Return the lines below word for word, starting at the line that contains "point: dusk sky" and continuing through the last of the lines.

* _Input material_:
■ ■ ■ ■ ■

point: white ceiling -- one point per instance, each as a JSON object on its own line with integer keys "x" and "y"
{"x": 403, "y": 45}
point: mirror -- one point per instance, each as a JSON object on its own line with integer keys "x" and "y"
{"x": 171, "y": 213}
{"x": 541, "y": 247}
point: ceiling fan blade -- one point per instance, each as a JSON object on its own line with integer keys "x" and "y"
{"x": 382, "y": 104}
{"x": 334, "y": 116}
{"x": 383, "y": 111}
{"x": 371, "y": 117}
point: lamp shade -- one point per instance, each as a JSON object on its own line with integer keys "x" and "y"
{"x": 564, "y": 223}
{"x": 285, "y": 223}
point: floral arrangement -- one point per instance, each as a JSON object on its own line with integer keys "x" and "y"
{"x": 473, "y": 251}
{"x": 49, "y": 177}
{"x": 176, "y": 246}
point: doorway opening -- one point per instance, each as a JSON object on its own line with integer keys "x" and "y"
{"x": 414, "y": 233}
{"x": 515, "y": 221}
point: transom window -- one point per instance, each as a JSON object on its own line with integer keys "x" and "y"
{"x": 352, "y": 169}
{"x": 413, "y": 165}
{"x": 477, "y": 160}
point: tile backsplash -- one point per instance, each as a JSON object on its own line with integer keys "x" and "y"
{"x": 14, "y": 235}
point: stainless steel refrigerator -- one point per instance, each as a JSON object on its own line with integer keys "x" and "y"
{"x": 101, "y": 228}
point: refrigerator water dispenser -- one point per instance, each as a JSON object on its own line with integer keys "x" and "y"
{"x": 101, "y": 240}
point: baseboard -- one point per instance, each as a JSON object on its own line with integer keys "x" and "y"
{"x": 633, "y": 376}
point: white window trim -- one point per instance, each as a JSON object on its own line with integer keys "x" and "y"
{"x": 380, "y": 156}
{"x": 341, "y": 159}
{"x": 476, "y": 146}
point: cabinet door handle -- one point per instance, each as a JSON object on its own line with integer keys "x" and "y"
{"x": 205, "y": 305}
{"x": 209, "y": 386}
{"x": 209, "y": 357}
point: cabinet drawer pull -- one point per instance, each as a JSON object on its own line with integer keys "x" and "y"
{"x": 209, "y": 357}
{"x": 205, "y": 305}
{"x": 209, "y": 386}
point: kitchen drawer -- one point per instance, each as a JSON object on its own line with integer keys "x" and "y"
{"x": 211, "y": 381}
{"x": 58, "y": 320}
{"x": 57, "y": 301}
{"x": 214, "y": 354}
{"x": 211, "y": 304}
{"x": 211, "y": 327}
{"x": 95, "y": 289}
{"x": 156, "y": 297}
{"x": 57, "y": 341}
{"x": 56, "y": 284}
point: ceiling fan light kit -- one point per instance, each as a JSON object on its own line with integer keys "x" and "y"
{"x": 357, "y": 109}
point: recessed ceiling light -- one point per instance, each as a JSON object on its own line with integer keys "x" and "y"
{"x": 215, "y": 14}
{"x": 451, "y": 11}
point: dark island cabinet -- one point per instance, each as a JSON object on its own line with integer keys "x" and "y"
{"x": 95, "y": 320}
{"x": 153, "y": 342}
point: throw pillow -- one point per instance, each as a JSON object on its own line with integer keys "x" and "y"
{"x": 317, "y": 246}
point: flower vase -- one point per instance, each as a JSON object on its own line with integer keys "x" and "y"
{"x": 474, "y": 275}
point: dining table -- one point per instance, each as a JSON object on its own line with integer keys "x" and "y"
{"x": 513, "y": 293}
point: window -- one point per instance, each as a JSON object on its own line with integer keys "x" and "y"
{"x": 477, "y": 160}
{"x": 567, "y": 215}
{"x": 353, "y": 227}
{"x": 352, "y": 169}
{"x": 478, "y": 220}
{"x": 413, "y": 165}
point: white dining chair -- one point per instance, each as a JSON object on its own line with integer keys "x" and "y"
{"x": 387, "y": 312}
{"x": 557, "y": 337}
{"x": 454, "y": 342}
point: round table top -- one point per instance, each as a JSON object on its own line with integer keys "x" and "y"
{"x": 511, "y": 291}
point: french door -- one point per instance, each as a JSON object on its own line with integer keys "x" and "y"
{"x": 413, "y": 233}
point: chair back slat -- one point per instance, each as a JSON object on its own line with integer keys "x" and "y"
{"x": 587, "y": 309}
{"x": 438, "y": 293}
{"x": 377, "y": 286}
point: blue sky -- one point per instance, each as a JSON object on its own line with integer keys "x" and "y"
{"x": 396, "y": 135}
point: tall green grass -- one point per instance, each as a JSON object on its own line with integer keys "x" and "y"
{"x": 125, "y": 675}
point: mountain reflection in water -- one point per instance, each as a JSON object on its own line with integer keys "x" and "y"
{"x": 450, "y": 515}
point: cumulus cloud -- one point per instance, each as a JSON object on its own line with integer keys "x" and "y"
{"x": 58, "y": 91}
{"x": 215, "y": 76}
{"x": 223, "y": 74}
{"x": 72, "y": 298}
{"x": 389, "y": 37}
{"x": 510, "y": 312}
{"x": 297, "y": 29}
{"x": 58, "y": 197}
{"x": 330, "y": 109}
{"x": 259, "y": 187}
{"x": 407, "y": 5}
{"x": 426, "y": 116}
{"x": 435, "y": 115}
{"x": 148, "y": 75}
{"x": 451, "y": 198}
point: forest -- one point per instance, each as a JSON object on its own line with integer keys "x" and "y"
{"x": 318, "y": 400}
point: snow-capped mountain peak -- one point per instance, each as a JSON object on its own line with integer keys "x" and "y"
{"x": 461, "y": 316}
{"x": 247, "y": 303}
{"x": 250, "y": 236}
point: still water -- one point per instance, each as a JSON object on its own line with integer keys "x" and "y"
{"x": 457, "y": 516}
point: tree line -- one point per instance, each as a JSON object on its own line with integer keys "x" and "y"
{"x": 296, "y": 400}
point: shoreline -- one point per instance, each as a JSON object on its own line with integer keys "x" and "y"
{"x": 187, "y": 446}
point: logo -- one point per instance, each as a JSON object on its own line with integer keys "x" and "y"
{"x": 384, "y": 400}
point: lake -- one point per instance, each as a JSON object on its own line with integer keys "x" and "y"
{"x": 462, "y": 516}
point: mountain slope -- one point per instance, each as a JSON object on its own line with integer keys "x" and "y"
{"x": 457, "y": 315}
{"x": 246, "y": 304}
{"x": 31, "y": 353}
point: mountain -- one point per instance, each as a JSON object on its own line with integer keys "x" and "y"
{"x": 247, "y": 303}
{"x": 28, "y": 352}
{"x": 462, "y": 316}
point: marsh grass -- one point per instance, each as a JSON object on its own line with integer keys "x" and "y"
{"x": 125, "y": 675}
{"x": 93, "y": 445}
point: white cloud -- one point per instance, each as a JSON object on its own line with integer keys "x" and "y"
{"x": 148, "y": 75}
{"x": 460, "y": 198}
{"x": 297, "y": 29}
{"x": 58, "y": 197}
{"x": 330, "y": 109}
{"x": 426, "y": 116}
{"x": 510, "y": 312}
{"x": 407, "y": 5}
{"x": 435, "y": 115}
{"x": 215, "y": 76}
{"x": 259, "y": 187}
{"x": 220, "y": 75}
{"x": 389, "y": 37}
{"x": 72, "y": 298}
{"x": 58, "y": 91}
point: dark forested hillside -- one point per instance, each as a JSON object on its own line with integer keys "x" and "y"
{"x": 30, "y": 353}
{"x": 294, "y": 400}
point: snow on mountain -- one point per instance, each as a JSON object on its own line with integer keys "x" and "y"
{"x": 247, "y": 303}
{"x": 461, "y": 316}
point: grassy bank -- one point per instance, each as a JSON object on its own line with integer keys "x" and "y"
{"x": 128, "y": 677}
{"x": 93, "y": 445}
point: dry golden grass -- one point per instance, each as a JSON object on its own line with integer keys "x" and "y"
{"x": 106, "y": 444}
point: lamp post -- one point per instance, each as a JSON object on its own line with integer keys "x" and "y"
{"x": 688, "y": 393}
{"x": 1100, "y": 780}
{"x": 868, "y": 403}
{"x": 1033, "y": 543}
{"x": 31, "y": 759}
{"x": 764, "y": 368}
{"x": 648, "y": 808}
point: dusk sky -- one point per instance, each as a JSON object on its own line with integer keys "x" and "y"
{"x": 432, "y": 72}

■ ■ ■ ■ ■

* _Final result_:
point: dusk sky -- one point per instance, each as a JSON object on its own line with integer keys "x" and "y"
{"x": 432, "y": 72}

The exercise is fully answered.